___ PROVIDED DATA

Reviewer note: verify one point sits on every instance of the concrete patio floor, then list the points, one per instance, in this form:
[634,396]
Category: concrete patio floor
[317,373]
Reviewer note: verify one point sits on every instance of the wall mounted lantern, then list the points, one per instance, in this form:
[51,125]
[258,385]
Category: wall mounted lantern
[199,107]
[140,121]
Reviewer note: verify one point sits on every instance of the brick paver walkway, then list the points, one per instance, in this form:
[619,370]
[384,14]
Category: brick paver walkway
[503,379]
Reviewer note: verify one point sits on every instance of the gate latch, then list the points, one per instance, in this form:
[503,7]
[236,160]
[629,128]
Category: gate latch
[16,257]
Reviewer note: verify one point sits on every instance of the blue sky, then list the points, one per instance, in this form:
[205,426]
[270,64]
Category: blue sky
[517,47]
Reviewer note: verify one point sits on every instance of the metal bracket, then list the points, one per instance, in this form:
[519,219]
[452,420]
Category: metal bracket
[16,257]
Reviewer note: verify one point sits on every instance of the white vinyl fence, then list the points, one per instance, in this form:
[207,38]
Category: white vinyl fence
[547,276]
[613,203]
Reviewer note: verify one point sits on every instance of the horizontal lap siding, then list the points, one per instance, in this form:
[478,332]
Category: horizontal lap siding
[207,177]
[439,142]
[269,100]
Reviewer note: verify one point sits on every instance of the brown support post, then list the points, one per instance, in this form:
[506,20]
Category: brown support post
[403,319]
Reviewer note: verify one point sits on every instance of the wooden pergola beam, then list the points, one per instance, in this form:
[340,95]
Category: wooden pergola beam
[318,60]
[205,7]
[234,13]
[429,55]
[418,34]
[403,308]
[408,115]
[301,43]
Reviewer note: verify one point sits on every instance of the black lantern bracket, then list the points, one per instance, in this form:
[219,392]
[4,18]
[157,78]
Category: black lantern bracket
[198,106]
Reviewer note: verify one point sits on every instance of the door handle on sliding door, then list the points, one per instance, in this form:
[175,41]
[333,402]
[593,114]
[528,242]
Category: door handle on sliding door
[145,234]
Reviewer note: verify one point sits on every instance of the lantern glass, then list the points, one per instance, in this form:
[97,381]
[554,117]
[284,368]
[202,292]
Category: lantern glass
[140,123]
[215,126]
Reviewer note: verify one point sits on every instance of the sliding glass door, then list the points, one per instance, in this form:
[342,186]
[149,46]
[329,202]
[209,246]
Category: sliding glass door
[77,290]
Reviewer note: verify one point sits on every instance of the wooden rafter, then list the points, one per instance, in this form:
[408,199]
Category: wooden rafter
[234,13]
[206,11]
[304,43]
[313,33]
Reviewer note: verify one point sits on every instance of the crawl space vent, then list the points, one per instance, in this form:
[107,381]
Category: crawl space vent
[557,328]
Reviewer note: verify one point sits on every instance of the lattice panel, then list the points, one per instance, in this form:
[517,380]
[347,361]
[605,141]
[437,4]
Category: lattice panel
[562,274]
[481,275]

______

WHAT YOU HAVE TO DO - Can you reproduce all the entries above, substituting "confirm" for every "verify" and leaving everything else unchanged?

SOLUTION FOR THIS PROBLEM -
Reviewer note: confirm one point sits on every instance of the concrete patio floor, then list the points, one per instance, in this form:
[634,396]
Category: concrete patio floor
[317,373]
Reviewer note: confirm one point sits on every instance of the wall mounted lantern, then list the points, one per instance, in this form:
[51,125]
[258,385]
Category: wall mounted lantern
[199,107]
[140,121]
Reviewer note: confirm one point sits on every instance of the brick paver walkway, then list the points, one per instance, in this form:
[619,370]
[384,14]
Category: brick paver walkway
[503,379]
Reviewer note: confirm one point sits on every instance of the gate latch, then list the points, one per instance, in this form:
[503,7]
[236,160]
[629,128]
Category: gate latch
[16,257]
Reviewer note: confirm one point sits on every instance of the blue sky, then list the points, one per instance, in this form:
[205,426]
[270,64]
Category: blue sky
[517,47]
Reviewer note: confirm one point sits on every instance of the metal bracket, then list the points, one per instance, in this form:
[519,219]
[452,420]
Category: metal bracket
[16,257]
Reviewer note: confirm one point sits on every instance of the white vinyl fence, then list the points, one per instance, in this form:
[207,38]
Category: white vinyl fence
[547,276]
[613,203]
Reviewer note: confirm one point sits on every instance of the horizontal lap siding, then list the points, one per instance, in this form:
[478,332]
Category: horizontal lap siding
[207,177]
[439,142]
[269,100]
Reviewer note: confirm one point sits on every instance of the brown support post, then list the points, one per instance, in this form:
[506,20]
Category: brown support post
[403,319]
Reviewer note: confirm one point sits on every instance of the wooden pergola beam, then list the points, one per instance, in this form:
[340,95]
Category: wooden pergola beam
[318,60]
[205,7]
[234,13]
[429,55]
[418,34]
[403,308]
[408,115]
[301,43]
Reviewer note: confirm one point sits on every instance of the black lantern bracket, then list the points, one per instance, in this form:
[219,392]
[4,18]
[157,78]
Category: black lantern bracket
[198,106]
Reviewer note: confirm one point sits on every instance of the door handle on sliding door, then list the points, one per instance, in this form:
[175,41]
[333,402]
[593,114]
[528,242]
Category: door handle on sliding door
[145,234]
Reviewer note: confirm one point sits on every instance of the lantern glass, then list the points, one per instance, in this form:
[97,381]
[554,117]
[284,368]
[202,292]
Category: lantern glass
[140,123]
[215,126]
Reviewer note: confirm one point sits on every instance of the sliding glass door, then list the points, one per instance, in this form:
[342,186]
[149,46]
[329,202]
[209,246]
Category: sliding glass door
[77,290]
Reviewer note: confirm one point sits on every instance of the wooden rafter, then list the points, one per instance, in this form:
[408,199]
Category: wooden rafter
[234,13]
[206,11]
[304,43]
[313,33]
Reviewer note: confirm one point sits on every instance of the crawl space vent, then list the points, one per instance, in this form:
[107,381]
Category: crawl space vent
[557,328]
Reviewer note: confirm one point sits on every instance of the lattice panel, then list the points, one per instance, in this form:
[517,380]
[347,361]
[605,141]
[437,4]
Category: lattice panel
[562,274]
[481,275]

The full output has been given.